* _Aufgabenliste_
1/ Welches Recht soll es laut dem Textauszug über die Verfasste Studierendenschaft in Hamburg genau genommen geben?
2/ Führe den Textauszug über die Verfasste Studierendenschaft im Anschluss an seinen letzten Satz weiter.

* _Textauszug_
——————

Wie bereits sein Vorgänger Trotha wird auch der derzeitige Wissenschaftsminister Frankenberg nicht müde zu erklären, dass die Verfasste Studierendenschaft (vgl. unseren Schwerpunkt unabhängiges Modell) von Übel sei, die Mitwirkungsmöglichkeiten der Studierenden in Baden-Württemberg hervorragend seien und durch jedwede Änderung nur schlechter würden. Dass Studierende, die im Ländle innerhalb der bestehenden rechtlichen Bestimmungen etwas zu erreichen suchen, oft genug andere Erfahrungen machen, wird geneigten LeserInnen unserer Zeitung nicht neu sein .
Aufgrund der letzten Änderung des HRG müsste nun aber auch Baden-Württemberg eine Verfasste Studierendenschaft einführen. Vor der Bundestagswahl am 22.11. hatte MWK-Chef Frankenberg auf diesbezügliche Anfragen regelmäßig erklärt, man warte die Wahl ab und werde klagen, wenn die Wahl nicht das gewünschte Ergebnis bringe. In für das Chaosministerium überraschender Konsequenz verkündete der Minister am 29.11. in einer Presseerklärung: "Wir bereiten die Klage vor dem Bundesverfassungsgericht gegen das Studiengebührenverbot und gegen die Pflicht zur Einführung verfasster Studierenderschaften mit Nachdruck vor und sind zuversichtlich, dass andere Länder mit uns den Weg der Verfassungsklage beschreiten."
Wer jetzt erwartet hätte, dass sich Baden-Württemberg mit Bayern zusammen tun würde, irrt. Bündnispartner in dieser Sache ist bisher vor allem Ronald Barnabas Schills Partei. Ganz abschaffen will Schill die VS jedoch nicht -- man will das HRG elegant aushebeln: Christian Brandes (31), der hochschulpolitische Sprecher der Schill-Partei, will die Studierenden von "einer Zwangsmitgliedschaft" befreien. Sie sollen in Zukunft selbst entscheiden, ob sie Mitglied der Studierendenschaft sein wollen, d.h. es soll ein "Austrittsrecht" geben. Schill hat allerdings mit diesem Modell evtl. Aussichten auf Erfolg, denn Sachsen-Anhalt praktiziert dieses Modell bereits. Eins sattelt Schill aber auf die Geschichten in Sachsen-Anhalt noch drauf: Genau genommen soll es in Hamburg kein Austritts-, sondern ein Eintrittsrecht geben, nach einem Jahr Zwangsmitgliedschaft würden die Studierenden jedes Jahr aufs Neue in die VS eintreten müssen und sonst eben nicht mehr Mitglied sein. Was dies bedeutet, weiß jedeR, der/die jemals eine Aktion von Studierenden erwartet hat, die keinen prüfungsrelevanten Schein verspricht.

——————

* _Angezeigte Daten_
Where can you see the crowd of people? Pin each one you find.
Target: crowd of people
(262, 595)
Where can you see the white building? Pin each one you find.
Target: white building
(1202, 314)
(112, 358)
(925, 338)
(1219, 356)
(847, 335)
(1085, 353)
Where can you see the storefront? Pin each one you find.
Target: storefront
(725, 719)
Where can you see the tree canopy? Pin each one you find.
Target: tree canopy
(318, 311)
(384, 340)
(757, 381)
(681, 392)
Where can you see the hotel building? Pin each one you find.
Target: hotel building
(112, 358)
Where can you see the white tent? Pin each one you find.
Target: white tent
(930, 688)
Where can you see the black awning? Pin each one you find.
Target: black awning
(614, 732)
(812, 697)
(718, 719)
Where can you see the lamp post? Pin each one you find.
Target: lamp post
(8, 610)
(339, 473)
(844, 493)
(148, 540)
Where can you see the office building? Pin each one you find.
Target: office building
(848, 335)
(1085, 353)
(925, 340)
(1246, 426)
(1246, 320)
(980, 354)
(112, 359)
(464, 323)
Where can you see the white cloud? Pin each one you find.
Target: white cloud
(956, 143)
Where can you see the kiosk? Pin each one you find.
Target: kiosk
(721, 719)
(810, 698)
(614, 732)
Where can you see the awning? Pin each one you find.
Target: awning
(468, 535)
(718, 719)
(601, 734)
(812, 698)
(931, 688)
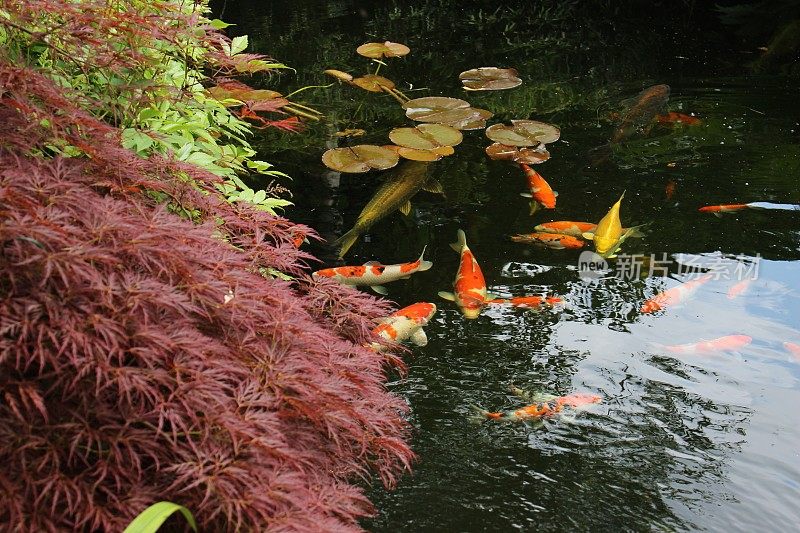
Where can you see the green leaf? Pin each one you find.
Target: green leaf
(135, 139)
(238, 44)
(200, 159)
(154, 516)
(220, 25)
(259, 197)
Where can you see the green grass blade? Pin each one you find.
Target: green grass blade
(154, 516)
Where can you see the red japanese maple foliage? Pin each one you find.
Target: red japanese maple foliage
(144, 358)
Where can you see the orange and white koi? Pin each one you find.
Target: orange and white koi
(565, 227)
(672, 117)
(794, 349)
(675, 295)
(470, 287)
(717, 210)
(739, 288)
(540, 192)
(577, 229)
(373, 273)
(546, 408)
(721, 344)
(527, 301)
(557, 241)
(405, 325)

——————

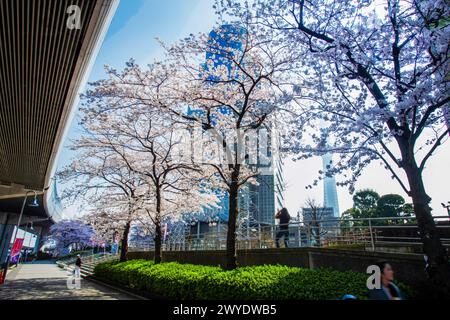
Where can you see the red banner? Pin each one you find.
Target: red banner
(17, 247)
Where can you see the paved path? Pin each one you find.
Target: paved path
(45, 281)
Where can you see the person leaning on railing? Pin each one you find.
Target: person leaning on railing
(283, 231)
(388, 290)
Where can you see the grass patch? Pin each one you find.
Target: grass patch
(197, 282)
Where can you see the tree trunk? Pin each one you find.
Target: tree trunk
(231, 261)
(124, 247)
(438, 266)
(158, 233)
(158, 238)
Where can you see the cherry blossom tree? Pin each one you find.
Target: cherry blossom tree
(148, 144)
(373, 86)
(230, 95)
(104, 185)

——————

* _Lösungen_
1/ Ein Eintrittsrecht statt eines Austrittsrechts.

2/
Das Ziel dieser Maßnahme -- wie auch der Bestrebungen Frankenbergs -- ist klar: Studierende sollen den Mund halten, eine handlungsfähige Studivertretung soll es nicht geben. Zu akuten Problemen hört man sie wie bisher gerne an, aber rechtliche Möglichkeiten, selber aktiv zu werden, sollen sie nicht haben.
Geschickt argumentiert Brandes auch mit der Vokabel "Zwang" -- ohne zu sagen, warum nicht gleichzeitig die Industrie- und Handelskammern, Ärztekammern oder gar das zwangsweise Eintragen in Wahlregister abgeschafft werden. Auch die Zwangsbeschulung aller Schulpflichtigen in Deutschland oder den Zwang, rechts zu fahren, könnte Schill konsequenterweise zur Diskussion stellen.
Doch Schill macht sich nicht nur allgemeine Gedanken zur Reduktion von vorgeblichen Zwängen -- Schill gibt sich vor allem sozial. "Studenten sind knapp bei Kasse", so Brandes, "ohne die Mitgliedschaft sparen sie einen Semesterbeitrag von 6,50 Euro." Doch gerade hier müsste Schill noch genauere Absprachen mit den Freunden von der Union führen, denn nach der gängigen baden-württembergischen Argumentation sind Gebühren -- und es geht hier nicht um 6,50 Euro, sondern prospektiv um mindestens das Zehnfache -- unumgänglich. Baden-Württemberg ist bestrebt, "alle Optionen für eine Verbesserung der Einnahmen zugunsten der Hochschulen und damit der akademischen Ausbildung der jungen Generation offenzuhalten" und prüft daher gerade, wie allgemeine Studiengebühren -- natürlich sozial ausgewogen -- eingeführt werden könnten.